• Reading text:
◇ ◇ ◇ ◇ ◇ ◇ ◇

The memorandum then sets out the taxation and other consequences of the forgiveness of the debt by a company. Mr Klose states that he forwarded the email to Ms Lyons, Mr Klose’s assistant, and copied it to Mr Swindells on the same day. He stated:
Deb, can you please action this re. the MYOB entries once we have the minutes from the Directors Meeting.
Zach, Martin mentioned he is visiting in the next week, as we will need a directors meeting to minute the debt forgiveness.
MK
Mr Klose states that on 17 July 2013 he sent a further email to Mr Swindells which forwarded both the emails that referred to the advice from Mr Scheiber, which noted the necessity for evidence of the debt being forgiven and a recommendation for a minute of directors meeting noting the forgiveness, and the email he had sent to Ms Lyons directing her to make the receiving entries in the MYOB records. He stated in his email:
Zach, Also what about Dean/Sarge/Nick loans.
…also what about Dean/Sarge/Nick loans, do you want to debt forgiveness for them as well? Chris Monching (I assume not)????
Each of those persons referred to were current and former employees to which he understood, based on his review of the Company’s MYOB records, that the Company had granted loans to, being Dean Manners, Sajeewa Warnakulasriya, Nick Terrell and Chris Monching.
On 25 July 2013 Mr Cheeseman, the Company Secretary, emailed Mr Klose under the subject heading ‘Re. ISPONE: Debt Forgiveness Board Minutes Attachments: Directors Meeting 25 July 2013.doc’:
Thanks Mark, the Board Minutes are attached. Could you save to the Board Minutes folder please.
Kind regards,
Martin.

◇ ◇ ◇ ◇ ◇ ◇ ◇

• Stated goal A:
According to the text on the debt forgiveness, who was the Company Secretary?

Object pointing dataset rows
◇ ◇ ◇ ◇ ◇ ◇ ◇

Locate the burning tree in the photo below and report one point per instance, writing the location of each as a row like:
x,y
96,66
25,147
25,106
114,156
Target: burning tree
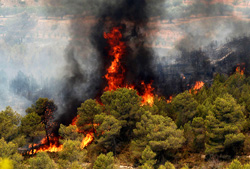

◇ ◇ ◇ ◇ ◇ ◇ ◇

• Stated goal B:
List every line of the records that contains the word "tree". Case counts.

• Full response A:
Mr Cheeseman was the Company Secretary.

• Full response B:
Locate the burning tree in the photo below and report one point per instance, writing the location of each as a row like:
Target: burning tree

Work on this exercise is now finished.